§ BRONTEKST:
- - -
Vier haltes lopen
5 december 2019
door Forough Tamimi en
Een mooi meisje, vier jaar oud of misschien net vijf geworden. Met lange, versierde staartjes. Het is een zonnige middag in Amsterdam West. Zij loopt voor mij en achter haar mama aan.
Ik moet nog vier haltes lopen. Ik wist niet dat vandaag het openbaar vervoer zou gaan staken. Ik loop achter het meisje aan op de stoep. Plotseling dringt het tot me door dat haar moeder, die een paar meter vooruitloopt, aan het schreeuwen is. Ik zie haar moeders gezicht niet helemaal, maar weet dat zij vast erg gespannen is en haar dochter, die achter haar aanloopt en zich misschien alleen voelt, niet ziet.
Haar mama is jong, niet ouder dan vijfentwintig. Zwartgekleed, een strakke legging, blote armen, geblondeerd haar en lange hakken. Ik hoor haar harde toon, zie hoe haar hoofd met mobiele telefoon in haar hand heen en weer beweegt, en hoe zij boze gebaren van beschuldiging, ontkenning en bedreiging maakt. We zijn op dat moment alle drie achter elkaar op de stoep. Er zijn geen winkels in de buurt en niemand anders is op straat. Het is warm. Ik vermoed dat haar hand nat is van zweet en stress. Het kleine meisje loopt, met gebogen hoofd, langzaam voor mij en op een lange afstand van haar mama.
- - -
§ SCHRIFTELIJKE OPDRACHT 1: Geef elke regel uit de vermeldingen terug waarin het woord "plaid" voorkomt.
- - -
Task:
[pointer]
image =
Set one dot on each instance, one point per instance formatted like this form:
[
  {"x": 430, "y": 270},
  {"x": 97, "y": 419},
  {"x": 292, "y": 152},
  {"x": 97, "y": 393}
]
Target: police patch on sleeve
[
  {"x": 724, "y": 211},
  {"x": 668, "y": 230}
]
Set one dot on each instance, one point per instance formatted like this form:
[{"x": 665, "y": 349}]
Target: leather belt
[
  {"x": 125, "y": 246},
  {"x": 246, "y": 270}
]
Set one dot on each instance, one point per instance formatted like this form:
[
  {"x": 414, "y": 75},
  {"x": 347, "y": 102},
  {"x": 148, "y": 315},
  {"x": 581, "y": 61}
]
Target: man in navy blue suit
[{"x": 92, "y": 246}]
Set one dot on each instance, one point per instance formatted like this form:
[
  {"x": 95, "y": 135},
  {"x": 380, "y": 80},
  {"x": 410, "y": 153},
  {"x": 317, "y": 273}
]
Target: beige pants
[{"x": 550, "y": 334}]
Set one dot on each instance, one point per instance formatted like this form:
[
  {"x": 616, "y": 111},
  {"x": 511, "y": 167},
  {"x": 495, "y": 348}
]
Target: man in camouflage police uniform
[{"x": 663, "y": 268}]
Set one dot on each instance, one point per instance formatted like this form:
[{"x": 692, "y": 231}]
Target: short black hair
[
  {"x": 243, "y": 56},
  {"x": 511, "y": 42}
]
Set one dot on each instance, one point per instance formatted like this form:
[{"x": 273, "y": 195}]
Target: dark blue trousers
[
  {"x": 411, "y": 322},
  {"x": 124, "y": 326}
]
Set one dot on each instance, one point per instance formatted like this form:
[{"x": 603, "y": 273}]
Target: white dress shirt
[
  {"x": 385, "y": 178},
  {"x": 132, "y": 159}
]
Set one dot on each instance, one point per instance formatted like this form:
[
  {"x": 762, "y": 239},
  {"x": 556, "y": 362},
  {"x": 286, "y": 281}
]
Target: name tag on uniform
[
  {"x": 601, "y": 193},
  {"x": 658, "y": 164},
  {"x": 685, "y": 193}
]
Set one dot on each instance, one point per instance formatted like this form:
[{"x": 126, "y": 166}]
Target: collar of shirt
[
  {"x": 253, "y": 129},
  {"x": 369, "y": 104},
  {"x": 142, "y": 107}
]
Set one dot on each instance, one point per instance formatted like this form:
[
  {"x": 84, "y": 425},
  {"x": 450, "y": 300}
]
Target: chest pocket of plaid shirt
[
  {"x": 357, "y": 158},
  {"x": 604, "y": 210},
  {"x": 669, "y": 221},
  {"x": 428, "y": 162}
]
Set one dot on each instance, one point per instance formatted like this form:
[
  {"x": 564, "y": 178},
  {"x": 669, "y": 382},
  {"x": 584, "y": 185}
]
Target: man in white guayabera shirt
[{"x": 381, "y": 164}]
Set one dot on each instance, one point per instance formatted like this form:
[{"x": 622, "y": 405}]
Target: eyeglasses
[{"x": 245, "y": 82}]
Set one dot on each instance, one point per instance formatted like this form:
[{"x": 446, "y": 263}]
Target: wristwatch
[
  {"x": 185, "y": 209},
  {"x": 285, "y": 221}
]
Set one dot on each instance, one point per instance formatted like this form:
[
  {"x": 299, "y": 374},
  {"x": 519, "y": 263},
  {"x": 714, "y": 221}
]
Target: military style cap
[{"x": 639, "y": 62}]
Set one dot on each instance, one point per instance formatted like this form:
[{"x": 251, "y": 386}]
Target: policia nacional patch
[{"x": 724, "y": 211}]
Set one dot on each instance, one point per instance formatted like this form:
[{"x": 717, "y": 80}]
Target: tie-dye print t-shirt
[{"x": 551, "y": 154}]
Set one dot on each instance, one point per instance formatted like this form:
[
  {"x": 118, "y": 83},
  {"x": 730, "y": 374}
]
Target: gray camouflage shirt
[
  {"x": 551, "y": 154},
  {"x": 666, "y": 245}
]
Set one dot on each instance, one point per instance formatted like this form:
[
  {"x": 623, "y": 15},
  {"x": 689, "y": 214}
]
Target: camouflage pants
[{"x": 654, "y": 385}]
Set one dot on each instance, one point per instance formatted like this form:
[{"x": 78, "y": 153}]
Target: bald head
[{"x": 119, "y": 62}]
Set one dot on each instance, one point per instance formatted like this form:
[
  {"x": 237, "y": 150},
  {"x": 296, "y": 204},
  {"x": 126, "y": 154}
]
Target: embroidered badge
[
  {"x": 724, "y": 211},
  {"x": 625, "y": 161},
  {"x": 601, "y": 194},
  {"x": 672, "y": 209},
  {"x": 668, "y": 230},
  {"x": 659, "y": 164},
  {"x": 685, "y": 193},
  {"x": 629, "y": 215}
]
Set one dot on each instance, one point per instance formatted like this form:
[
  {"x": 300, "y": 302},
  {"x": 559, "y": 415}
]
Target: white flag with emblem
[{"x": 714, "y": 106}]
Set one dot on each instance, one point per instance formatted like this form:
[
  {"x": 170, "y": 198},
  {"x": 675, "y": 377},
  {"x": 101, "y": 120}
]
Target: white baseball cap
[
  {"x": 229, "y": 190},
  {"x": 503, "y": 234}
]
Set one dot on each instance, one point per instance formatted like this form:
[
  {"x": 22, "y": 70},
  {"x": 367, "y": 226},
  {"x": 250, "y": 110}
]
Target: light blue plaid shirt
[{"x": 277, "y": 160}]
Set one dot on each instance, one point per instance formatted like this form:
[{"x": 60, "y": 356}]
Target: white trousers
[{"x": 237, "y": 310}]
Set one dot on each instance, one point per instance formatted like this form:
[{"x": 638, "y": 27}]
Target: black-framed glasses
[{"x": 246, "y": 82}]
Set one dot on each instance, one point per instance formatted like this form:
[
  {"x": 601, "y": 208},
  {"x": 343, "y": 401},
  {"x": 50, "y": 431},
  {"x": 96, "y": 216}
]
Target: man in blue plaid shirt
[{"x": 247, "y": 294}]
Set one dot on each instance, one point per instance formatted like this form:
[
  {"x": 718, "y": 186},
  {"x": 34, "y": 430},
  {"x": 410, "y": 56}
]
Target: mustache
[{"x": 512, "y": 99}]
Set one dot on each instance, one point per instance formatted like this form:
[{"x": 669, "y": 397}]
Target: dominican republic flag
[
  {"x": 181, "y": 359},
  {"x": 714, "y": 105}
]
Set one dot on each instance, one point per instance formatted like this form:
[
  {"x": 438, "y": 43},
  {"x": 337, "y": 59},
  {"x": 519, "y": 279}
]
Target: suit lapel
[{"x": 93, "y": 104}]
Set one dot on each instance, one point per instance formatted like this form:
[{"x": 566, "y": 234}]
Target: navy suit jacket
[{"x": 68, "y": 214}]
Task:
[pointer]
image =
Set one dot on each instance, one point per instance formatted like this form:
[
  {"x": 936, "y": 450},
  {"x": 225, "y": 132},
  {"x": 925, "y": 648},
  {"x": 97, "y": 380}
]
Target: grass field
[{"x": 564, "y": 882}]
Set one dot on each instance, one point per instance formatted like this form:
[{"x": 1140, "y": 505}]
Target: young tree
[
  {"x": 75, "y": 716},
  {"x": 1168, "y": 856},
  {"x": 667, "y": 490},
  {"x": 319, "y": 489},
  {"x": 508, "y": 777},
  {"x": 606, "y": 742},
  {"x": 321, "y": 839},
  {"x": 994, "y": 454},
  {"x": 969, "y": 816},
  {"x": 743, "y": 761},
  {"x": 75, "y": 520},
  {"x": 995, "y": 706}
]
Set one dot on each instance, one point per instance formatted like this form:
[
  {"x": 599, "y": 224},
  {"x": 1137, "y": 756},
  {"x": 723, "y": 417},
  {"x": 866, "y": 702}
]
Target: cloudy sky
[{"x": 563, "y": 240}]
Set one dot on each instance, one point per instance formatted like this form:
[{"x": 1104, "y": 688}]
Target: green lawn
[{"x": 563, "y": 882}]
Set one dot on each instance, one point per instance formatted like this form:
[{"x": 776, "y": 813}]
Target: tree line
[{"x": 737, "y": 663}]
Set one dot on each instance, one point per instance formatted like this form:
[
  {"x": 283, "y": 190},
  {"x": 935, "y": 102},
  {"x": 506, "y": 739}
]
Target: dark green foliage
- - -
§ SCHRIFTELIJKE OPDRACHT 2: Breid het verhaal over het meisje en haar moeder op de stoep uit met een vervolg dat begint na de laatste zin.

§ ANTWOORD OPDRACHT 1:
Target: chest pocket of plaid shirt
Target: light blue plaid shirt
Target: man in blue plaid shirt

§ ANTWOORD OPDRACHT 2:
De moeder is woedend. Haar huilerige stem wordt steeds luider en cynischer. Ze spreekt Arabisch en Nederlands door elkaar. Zij heeft een Amsterdams accent en zegt herhaaldelijk dingen zoals: “Wacht maar klootzak, je moet ons alimentatie betalen, we hebben er recht op, de rechter heeft het bepaald, we zullen zien! Het kan mij niks meer schelen, ga naar de hel…”
Tegelijkertijd roept ze Allah aan, en ik vermoed ze roept Allah als getuige van haar eerlijkheid en oprechtheid.
Allah als getuige
Het is niet moeilijk om te veronderstellen dat zij met haar ex een ruzie heeft en dat er een echtscheiding gaande is. Zij woont nu misschien alleen met haar kleine dochter of bij haar ouders. Haar woede heeft haar veroverd. Allah moet hem straffen want hij deugt niet. Haar ex wil misschien niet meer voor hun dochter betalen en heeft haar leven zuur gemaakt.
De kleine is moe en verdrietig. Maar ze heeft geen andere keuze. Een paar keer roept ze klagend haar moeder. Haar moeder, die niet een keer omkijkt, is met haar papa aan het vechten en hun dochter op straat opeens helemaal vergeten.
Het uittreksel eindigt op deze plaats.